Select every line of the listing below that contains the string "armchair", and copy each one out. Case counts.

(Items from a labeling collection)
-.-.-
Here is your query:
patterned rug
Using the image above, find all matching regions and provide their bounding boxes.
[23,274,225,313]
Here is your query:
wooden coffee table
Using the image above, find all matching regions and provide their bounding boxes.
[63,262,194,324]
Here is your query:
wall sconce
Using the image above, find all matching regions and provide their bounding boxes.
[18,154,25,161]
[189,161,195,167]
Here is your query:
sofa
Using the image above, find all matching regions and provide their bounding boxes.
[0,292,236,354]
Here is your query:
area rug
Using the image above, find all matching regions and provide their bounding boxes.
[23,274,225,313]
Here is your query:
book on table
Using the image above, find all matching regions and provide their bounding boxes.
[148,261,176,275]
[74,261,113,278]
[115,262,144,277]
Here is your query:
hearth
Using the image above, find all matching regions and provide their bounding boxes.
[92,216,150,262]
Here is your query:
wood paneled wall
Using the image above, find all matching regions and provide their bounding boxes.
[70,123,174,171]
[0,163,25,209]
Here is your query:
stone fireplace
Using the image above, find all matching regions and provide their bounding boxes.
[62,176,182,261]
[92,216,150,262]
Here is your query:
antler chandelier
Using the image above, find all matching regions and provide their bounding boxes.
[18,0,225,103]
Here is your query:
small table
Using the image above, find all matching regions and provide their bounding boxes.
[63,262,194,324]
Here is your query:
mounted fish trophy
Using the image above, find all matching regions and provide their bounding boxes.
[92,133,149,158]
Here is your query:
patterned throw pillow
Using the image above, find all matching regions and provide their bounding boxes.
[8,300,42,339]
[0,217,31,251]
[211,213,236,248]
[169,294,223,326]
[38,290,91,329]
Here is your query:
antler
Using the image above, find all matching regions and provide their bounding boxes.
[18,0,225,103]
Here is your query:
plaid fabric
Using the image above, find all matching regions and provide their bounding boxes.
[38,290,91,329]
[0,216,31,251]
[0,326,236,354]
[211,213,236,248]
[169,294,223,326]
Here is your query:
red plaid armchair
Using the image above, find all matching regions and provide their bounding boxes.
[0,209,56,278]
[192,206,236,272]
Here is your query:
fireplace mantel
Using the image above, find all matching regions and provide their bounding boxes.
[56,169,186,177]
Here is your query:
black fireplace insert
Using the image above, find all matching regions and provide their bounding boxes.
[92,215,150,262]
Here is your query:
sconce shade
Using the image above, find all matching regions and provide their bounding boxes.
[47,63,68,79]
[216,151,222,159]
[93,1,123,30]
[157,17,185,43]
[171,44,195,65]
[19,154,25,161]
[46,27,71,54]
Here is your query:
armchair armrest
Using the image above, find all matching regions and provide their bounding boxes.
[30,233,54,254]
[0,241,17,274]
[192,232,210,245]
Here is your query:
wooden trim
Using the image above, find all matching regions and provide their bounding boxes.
-.-.-
RESPONSE TO THIS TASK —
red plaid armchair
armchair armrest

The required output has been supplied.